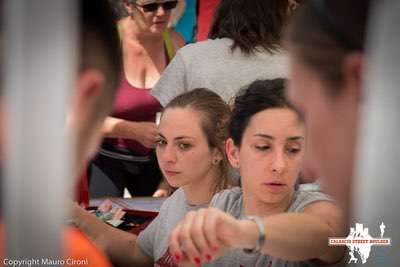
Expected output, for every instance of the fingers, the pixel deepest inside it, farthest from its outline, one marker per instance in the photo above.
(211, 234)
(186, 239)
(196, 237)
(161, 193)
(174, 245)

.....

Copy out the material exactly as it stands, though no picture should appear in the copy.

Exercise solution
Expected output, for every instance of the fingers, the pixel deepest inside it, farthest from its outline, one marker per instance in the photo above.
(211, 234)
(186, 239)
(196, 237)
(161, 193)
(174, 245)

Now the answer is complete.